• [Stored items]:
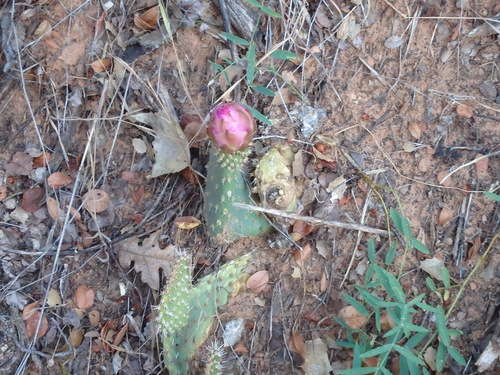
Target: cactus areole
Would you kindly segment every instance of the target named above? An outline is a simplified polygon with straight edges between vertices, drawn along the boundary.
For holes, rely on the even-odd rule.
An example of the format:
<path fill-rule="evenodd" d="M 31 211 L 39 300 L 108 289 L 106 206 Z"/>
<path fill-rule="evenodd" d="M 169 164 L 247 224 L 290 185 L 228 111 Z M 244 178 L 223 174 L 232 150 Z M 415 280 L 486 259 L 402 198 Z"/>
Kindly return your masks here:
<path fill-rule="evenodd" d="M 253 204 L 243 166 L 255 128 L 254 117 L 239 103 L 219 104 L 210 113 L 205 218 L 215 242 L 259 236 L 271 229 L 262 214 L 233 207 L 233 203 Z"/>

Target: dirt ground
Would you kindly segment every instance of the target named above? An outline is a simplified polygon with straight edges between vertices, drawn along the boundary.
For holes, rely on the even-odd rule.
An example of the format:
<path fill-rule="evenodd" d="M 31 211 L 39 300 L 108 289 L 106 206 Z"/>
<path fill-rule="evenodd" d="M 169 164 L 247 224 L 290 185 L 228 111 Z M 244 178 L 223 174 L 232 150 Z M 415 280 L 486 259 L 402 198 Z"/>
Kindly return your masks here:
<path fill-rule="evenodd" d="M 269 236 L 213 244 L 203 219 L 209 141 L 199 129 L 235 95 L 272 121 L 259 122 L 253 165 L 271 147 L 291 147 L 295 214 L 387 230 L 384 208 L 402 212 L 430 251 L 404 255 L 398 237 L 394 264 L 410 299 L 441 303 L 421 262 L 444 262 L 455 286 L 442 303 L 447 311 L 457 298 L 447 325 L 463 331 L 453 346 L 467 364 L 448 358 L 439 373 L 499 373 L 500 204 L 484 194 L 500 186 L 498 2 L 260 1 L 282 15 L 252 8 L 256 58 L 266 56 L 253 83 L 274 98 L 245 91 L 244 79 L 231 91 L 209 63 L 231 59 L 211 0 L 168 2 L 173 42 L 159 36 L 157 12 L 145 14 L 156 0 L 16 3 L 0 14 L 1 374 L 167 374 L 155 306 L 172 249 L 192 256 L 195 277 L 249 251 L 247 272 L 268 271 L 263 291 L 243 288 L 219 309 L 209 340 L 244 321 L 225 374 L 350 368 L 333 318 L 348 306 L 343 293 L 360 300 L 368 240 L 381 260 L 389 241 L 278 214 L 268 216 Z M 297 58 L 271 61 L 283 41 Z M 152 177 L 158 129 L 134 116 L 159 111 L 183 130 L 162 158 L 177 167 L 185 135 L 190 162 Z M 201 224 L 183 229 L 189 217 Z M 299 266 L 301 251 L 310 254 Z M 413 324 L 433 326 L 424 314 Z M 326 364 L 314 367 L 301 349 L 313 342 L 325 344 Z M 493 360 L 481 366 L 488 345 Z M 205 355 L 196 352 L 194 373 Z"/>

--

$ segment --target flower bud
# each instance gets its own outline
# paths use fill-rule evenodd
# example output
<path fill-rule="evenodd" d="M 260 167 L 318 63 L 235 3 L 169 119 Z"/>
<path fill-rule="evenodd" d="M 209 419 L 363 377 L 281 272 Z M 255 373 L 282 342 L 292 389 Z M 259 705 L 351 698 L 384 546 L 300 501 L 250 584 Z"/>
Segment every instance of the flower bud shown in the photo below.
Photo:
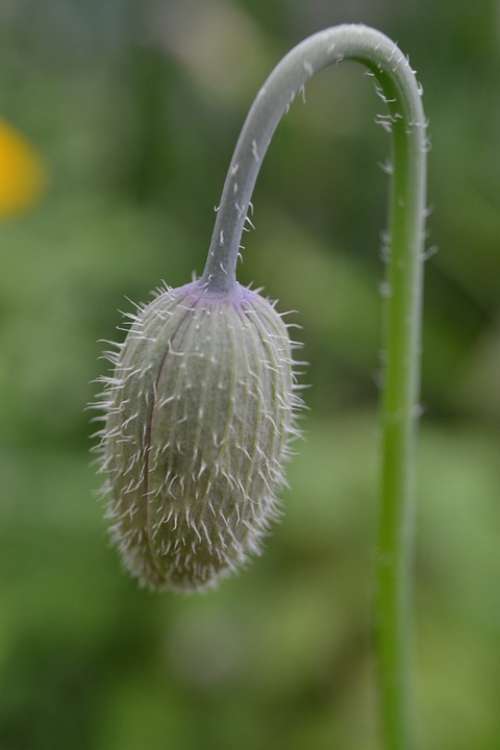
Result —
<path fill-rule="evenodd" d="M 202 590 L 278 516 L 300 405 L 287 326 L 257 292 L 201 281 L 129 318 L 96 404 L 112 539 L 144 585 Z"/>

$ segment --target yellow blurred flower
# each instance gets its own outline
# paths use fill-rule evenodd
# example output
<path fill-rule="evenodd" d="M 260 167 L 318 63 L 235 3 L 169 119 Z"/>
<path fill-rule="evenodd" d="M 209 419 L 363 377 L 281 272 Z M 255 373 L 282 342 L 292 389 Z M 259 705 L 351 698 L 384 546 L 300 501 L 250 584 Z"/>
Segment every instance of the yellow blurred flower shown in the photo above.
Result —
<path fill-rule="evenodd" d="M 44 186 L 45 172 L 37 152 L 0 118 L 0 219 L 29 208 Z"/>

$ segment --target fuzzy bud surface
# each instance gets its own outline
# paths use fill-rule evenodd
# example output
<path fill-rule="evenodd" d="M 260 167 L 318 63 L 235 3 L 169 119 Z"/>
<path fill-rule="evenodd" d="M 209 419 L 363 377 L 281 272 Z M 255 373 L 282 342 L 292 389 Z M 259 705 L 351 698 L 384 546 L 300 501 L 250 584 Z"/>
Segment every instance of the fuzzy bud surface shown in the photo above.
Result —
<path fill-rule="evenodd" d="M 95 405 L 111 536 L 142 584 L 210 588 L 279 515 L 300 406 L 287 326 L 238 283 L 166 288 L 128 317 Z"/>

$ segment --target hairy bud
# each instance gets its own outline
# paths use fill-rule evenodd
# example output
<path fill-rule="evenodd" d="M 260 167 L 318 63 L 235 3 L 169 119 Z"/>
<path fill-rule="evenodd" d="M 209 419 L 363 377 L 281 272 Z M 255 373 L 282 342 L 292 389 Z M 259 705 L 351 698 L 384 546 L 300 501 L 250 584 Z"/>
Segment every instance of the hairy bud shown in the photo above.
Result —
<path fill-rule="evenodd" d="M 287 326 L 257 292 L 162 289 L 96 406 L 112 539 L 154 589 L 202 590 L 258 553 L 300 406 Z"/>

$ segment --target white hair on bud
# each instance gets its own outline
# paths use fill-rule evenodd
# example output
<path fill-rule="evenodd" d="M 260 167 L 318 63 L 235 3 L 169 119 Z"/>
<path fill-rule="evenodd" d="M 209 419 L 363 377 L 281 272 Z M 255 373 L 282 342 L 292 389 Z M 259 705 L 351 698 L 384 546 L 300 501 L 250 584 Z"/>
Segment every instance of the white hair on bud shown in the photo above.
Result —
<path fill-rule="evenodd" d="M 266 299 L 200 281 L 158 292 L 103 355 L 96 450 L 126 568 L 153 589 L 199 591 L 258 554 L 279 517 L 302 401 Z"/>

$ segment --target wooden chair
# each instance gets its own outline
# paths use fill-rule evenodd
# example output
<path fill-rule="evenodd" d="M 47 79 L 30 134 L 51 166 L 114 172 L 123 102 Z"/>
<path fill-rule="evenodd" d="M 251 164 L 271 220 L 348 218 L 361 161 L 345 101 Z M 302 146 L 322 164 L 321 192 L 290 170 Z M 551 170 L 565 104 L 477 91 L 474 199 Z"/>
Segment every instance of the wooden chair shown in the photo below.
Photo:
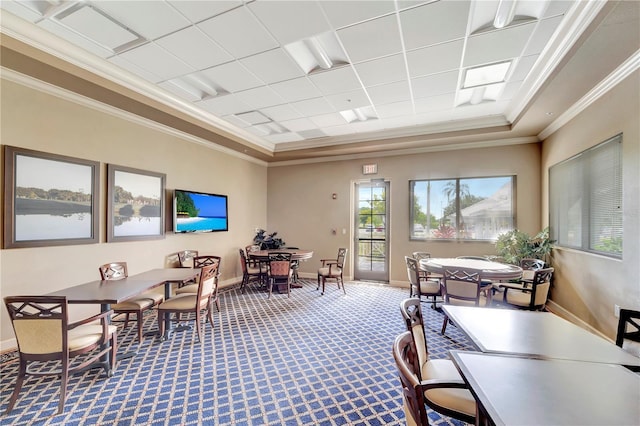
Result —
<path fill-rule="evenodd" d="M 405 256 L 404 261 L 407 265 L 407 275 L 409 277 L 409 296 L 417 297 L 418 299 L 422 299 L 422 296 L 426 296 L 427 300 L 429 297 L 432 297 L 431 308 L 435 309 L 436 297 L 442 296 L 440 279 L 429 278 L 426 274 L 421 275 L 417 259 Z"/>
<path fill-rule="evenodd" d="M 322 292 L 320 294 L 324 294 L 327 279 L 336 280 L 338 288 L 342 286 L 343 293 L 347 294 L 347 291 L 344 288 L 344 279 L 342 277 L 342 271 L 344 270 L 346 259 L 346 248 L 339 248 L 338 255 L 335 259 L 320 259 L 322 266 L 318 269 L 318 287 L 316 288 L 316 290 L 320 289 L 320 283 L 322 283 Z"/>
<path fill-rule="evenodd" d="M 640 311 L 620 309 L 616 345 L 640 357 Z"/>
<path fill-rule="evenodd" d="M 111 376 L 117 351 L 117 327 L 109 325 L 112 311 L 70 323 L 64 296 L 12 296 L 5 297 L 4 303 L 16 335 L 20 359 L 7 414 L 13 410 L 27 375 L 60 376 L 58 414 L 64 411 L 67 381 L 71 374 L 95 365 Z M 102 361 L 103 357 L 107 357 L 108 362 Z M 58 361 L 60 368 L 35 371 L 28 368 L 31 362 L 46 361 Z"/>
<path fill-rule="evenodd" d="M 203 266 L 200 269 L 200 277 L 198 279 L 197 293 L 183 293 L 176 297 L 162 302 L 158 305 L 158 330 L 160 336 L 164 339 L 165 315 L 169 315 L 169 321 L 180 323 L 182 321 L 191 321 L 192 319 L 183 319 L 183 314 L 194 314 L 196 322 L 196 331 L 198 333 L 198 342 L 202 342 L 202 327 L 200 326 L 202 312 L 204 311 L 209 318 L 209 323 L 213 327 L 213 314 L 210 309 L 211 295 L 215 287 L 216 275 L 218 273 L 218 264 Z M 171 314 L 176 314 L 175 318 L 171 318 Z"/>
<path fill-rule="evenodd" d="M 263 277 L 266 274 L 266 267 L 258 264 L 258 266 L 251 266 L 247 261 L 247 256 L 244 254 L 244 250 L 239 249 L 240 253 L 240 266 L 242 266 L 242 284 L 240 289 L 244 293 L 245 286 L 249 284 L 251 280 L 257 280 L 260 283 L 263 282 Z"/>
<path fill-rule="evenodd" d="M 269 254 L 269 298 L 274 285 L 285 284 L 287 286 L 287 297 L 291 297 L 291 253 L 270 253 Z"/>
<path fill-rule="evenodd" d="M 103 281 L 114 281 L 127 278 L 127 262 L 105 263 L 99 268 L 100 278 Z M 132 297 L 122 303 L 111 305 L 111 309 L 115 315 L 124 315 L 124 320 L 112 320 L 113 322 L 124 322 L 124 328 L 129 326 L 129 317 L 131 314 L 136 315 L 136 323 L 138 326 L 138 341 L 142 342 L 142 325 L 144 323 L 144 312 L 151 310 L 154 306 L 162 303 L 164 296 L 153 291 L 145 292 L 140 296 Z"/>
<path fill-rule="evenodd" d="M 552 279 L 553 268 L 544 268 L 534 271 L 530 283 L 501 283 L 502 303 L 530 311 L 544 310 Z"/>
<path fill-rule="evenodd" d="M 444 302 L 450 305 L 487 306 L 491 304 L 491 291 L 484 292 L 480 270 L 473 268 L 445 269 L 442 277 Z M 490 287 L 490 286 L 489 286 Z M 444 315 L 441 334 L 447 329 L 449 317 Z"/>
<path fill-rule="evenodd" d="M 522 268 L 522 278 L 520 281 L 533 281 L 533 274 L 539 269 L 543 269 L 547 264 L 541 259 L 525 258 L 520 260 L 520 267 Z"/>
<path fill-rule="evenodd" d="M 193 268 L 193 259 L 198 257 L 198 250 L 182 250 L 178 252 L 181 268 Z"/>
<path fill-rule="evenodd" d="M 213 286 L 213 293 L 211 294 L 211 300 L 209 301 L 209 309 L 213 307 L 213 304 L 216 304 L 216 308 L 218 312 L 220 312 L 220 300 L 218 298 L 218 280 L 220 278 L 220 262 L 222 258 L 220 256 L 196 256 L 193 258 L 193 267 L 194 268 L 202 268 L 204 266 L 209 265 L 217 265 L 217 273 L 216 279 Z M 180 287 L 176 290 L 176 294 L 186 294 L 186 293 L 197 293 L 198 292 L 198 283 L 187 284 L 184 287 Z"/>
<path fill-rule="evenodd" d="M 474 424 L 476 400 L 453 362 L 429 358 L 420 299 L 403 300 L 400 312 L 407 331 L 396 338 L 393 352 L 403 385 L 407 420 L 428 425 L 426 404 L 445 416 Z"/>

• [YOUR INSTRUCTIONS]:
Count all lines of the data that include "below". The answer is the number alone.

• [FINAL ANSWER]:
2